** REQUIREMENT **
Using the material that follows, identify and copy each line with the string "silver".
+++
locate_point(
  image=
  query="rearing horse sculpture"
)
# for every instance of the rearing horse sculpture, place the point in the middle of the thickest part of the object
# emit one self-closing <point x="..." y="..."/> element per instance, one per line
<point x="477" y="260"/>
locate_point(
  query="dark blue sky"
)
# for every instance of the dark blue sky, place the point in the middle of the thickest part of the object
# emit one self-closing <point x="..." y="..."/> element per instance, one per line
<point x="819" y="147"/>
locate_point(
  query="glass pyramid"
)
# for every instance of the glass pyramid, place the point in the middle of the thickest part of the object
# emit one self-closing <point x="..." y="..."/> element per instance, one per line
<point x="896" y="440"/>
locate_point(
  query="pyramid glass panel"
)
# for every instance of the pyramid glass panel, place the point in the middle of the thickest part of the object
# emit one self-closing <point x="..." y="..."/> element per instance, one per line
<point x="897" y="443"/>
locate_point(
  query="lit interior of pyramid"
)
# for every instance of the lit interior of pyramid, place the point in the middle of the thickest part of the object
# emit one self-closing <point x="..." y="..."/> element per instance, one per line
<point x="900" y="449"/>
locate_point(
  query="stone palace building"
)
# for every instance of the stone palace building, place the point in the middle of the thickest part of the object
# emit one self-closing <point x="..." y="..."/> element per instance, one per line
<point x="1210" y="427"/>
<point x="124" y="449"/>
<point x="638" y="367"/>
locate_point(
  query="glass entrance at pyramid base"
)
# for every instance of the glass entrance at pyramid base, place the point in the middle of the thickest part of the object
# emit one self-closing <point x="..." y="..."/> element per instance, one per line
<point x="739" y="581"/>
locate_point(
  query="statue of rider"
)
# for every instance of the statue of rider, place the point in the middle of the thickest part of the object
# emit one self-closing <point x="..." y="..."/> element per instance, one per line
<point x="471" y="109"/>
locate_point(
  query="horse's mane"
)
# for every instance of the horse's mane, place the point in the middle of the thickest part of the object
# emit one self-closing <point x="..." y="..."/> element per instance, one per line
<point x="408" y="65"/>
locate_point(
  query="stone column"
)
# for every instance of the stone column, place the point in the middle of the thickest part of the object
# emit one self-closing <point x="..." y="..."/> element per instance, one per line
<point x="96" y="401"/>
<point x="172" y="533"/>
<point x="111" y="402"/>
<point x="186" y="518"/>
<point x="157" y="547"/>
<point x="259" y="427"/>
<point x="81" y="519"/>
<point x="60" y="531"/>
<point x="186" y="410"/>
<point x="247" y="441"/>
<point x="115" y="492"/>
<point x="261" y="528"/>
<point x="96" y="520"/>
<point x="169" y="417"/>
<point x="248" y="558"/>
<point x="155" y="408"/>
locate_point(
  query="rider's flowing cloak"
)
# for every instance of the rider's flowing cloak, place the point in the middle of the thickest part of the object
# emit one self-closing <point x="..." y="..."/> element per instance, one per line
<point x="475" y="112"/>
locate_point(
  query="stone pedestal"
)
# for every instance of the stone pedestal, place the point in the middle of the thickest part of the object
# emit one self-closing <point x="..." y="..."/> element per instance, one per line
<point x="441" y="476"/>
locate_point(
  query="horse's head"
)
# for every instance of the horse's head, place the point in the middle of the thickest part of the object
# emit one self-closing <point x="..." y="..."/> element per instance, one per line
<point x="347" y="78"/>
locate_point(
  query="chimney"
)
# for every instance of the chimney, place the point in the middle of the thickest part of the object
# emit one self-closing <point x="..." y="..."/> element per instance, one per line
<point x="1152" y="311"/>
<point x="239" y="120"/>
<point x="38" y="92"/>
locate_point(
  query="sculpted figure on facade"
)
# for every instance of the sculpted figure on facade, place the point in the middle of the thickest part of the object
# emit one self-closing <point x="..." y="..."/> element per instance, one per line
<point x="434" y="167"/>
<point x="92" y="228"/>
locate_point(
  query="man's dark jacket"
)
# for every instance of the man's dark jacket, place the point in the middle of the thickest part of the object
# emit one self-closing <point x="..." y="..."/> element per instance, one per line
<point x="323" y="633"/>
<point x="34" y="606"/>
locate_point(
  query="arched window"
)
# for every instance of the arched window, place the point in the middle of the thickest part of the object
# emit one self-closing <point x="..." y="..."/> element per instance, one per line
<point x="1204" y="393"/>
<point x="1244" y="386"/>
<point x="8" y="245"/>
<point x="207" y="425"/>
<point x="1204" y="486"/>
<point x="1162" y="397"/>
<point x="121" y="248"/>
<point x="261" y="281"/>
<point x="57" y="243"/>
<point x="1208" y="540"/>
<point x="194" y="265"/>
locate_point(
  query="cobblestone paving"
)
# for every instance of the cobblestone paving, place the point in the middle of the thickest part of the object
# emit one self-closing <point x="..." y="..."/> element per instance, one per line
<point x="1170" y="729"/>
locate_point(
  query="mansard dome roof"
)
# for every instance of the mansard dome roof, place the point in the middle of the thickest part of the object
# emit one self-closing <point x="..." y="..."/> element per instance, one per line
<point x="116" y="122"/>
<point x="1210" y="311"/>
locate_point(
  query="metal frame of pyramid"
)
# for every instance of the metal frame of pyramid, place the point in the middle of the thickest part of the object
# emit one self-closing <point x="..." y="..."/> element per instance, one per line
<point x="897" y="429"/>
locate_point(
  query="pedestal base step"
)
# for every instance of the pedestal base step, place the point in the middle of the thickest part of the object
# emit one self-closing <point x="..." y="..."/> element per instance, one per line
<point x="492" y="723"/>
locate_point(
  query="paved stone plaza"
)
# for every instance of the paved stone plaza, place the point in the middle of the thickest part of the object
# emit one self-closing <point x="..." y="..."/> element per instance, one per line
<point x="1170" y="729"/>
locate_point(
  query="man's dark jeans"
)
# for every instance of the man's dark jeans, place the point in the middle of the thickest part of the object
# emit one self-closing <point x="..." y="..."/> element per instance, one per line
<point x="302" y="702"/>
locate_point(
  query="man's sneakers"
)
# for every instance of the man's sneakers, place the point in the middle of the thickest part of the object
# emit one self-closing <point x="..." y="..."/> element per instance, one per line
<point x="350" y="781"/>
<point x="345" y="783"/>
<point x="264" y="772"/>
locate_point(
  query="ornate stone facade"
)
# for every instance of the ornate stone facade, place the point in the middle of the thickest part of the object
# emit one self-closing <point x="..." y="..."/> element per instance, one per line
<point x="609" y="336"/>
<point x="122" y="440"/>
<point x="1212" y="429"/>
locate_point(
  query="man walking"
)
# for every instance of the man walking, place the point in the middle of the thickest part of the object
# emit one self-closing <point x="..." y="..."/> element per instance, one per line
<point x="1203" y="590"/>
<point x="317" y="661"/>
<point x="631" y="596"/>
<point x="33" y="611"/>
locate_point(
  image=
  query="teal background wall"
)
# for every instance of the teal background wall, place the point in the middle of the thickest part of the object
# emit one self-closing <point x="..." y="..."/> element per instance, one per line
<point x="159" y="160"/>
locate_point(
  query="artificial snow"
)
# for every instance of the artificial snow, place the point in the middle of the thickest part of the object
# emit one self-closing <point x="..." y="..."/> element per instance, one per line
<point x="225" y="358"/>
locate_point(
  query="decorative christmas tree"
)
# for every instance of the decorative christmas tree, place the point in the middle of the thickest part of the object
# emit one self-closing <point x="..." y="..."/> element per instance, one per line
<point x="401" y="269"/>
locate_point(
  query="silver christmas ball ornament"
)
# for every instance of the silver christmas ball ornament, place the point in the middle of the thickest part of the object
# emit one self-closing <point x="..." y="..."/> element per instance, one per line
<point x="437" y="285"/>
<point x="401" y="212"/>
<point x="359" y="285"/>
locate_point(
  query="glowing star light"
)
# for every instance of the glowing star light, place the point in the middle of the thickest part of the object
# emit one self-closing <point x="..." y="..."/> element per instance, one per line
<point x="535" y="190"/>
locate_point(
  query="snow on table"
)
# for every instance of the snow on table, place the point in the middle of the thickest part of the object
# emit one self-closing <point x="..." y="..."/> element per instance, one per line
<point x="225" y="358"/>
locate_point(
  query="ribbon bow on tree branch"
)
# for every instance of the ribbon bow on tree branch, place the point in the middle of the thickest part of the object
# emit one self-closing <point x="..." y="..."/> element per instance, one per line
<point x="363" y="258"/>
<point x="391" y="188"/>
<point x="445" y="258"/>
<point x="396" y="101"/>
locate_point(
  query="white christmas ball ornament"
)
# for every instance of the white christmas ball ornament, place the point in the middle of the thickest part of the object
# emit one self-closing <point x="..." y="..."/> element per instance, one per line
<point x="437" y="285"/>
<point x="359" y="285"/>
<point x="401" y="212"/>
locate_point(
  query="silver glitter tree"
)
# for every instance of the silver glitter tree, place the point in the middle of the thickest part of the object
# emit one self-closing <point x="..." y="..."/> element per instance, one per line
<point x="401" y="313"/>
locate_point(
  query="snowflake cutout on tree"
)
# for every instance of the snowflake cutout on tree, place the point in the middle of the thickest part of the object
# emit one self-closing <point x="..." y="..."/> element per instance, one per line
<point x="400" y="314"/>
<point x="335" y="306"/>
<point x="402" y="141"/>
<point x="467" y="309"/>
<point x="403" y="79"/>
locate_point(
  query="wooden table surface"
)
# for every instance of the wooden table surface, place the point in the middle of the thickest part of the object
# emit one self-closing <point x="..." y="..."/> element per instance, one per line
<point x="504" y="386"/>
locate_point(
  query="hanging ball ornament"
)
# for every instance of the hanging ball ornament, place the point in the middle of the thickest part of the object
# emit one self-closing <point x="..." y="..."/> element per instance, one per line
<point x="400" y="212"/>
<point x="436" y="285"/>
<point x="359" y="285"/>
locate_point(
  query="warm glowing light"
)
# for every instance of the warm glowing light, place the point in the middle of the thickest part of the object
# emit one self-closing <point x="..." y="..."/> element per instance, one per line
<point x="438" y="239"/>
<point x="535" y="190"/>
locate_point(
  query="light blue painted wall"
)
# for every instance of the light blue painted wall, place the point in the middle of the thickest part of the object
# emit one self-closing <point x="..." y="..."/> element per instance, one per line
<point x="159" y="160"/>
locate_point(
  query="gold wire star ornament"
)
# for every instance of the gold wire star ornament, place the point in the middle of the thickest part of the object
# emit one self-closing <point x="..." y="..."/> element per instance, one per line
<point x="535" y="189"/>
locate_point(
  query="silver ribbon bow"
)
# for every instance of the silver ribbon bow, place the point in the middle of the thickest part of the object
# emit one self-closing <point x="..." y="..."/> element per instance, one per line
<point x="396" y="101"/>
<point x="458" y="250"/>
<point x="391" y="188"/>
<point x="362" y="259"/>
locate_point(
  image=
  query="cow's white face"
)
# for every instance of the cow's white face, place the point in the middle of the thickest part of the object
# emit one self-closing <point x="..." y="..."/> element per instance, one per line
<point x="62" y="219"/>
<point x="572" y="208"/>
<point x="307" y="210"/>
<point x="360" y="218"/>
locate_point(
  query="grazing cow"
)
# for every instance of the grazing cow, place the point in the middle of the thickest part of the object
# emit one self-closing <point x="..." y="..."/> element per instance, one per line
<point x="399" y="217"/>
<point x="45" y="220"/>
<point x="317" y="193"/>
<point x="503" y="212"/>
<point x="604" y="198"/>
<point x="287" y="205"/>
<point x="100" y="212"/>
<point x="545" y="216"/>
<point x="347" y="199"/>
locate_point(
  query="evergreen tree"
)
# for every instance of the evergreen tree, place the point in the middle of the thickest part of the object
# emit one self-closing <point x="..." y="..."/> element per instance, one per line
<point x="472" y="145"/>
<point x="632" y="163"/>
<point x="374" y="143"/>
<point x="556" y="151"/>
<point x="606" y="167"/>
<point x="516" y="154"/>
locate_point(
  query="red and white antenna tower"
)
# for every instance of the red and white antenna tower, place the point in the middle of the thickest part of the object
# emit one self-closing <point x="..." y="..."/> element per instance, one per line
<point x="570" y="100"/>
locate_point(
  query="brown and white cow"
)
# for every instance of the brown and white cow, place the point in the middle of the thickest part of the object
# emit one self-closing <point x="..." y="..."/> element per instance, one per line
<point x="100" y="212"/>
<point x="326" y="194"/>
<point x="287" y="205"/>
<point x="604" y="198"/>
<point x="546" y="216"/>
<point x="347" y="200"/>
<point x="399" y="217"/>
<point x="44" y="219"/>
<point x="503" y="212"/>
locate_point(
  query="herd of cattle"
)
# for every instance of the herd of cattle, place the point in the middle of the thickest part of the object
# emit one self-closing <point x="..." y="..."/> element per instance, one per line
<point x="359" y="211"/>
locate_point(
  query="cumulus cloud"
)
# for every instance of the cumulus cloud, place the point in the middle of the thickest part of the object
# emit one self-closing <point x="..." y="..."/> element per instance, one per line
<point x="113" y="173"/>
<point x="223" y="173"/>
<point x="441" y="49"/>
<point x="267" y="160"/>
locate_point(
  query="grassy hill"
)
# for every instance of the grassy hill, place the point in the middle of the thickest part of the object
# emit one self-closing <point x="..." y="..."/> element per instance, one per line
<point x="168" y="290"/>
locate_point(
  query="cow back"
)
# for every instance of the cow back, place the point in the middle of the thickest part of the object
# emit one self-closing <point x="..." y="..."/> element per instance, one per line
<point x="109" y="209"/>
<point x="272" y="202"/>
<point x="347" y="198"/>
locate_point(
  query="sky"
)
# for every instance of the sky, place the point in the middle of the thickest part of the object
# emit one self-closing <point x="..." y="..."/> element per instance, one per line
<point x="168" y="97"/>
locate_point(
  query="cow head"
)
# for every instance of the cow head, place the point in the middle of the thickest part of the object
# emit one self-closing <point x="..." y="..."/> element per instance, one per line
+++
** TASK RESULT **
  query="silver christmas ball ornament"
# for every instance of the silver christmas ball ornament, place the point in the middle of the thickest part of the object
  query="silver glitter tree"
# for every instance of the silver glitter tree, place the point in the middle of the thickest part of the object
  query="silver ribbon bow"
# for every instance of the silver ribbon bow, place the point in the middle of the thickest part of the object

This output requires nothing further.